**Page excerpt**
□ □ □

Why there is a need of special focus on women empowerment 

  1. Education: Empowering women through education enables them to make informed decisions about their reproductive health and family planning. Educated women are more likely to delay marriage and childbirth, pursue higher education and careers, and have fewer children overall. By investing in girls’ education and literacy programs, India can empower women to take control of their reproductive choices and contribute to lower fertility rates.
  2. Access to Healthcare: Women’s empowerment includes ensuring access to quality healthcare services, including reproductive healthcare and family planning services. Empowering women to make decisions about their reproductive health, including access to contraception and maternal healthcare, can help them plan and space their pregnancies, leading to smaller and healthier families.
  3. Economic Opportunities: Providing women with economic opportunities and financial independence can influence fertility decisions. Women who have access to employment opportunities and income-generating activities may choose to have fewer children as they prioritize their careers and economic stability. Additionally, economic empowerment can enable women to invest in their children’s education and healthcare, leading to improved overall well-being and lower fertility rates.
  4. Legal Rights and Empowerment: Ensuring that women have equal rights under the law, including property rights, inheritance rights, and legal protections against discrimination and violence, is essential for their empowerment. Empowered women are better able to assert their reproductive rights and make decisions about their bodies and families. Legal reforms that promote gender equality and protect women’s rights can contribute to lower fertility rates by empowering women to make choices that align with their own aspirations and well-being.
  5. Changing Social Norms: Women’s empowerment can also challenge and change traditional gender norms and expectations surrounding family size and women’s roles in society. By promoting gender equality and challenging stereotypes that limit women’s autonomy and agency, society can create an environment where women are empowered to make decisions about their reproductive lives free from social pressure and stigma.

Addressing high fertility rates in India requires a multi-faceted approach that addresses socio-economic disparities, improves access to education and healthcare, empowers women, promotes gender equality, and provides comprehensive family planning services. Efforts to enhance economic opportunities, particularly for women, and to strengthen social safety nets can also contribute to reducing fertility rates over time.

□ □ □

Please write out the passage on women's empowerment word for word, between "3. Economic Opportunities: Providing" and "and lower fertility rates.", inclusive. The lines that come next have nothing to do with the passage on women's empowerment.

**Source material**
□ □ □

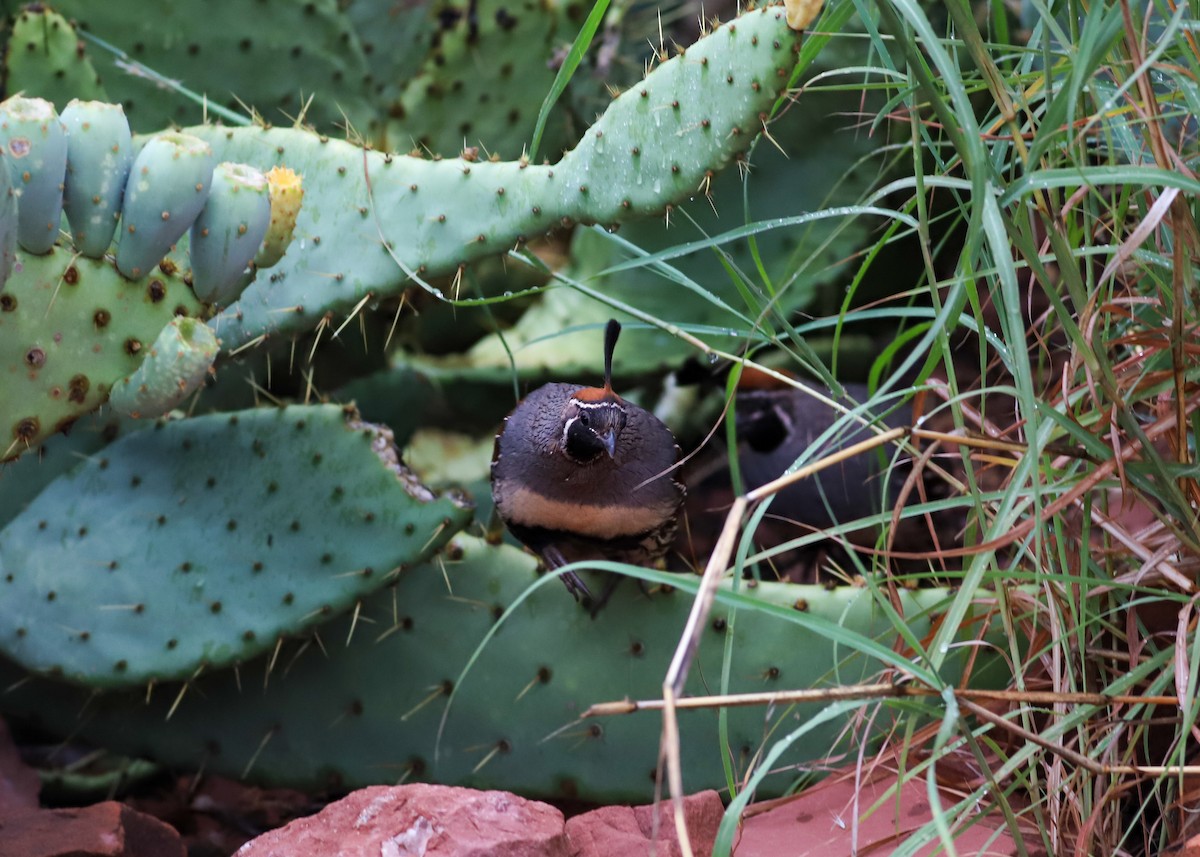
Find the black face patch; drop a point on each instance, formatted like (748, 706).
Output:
(762, 424)
(592, 430)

□ □ □

**Answer to this problem**
3. Economic Opportunities: Providing women with economic opportunities and financial independence can influence fertility decisions. Women who have access to employment opportunities and income-generating activities may choose to have fewer children as they prioritize their careers and economic stability. Additionally, economic empowerment can enable women to invest in their children’s education and healthcare, leading to improved overall well-being and lower fertility rates.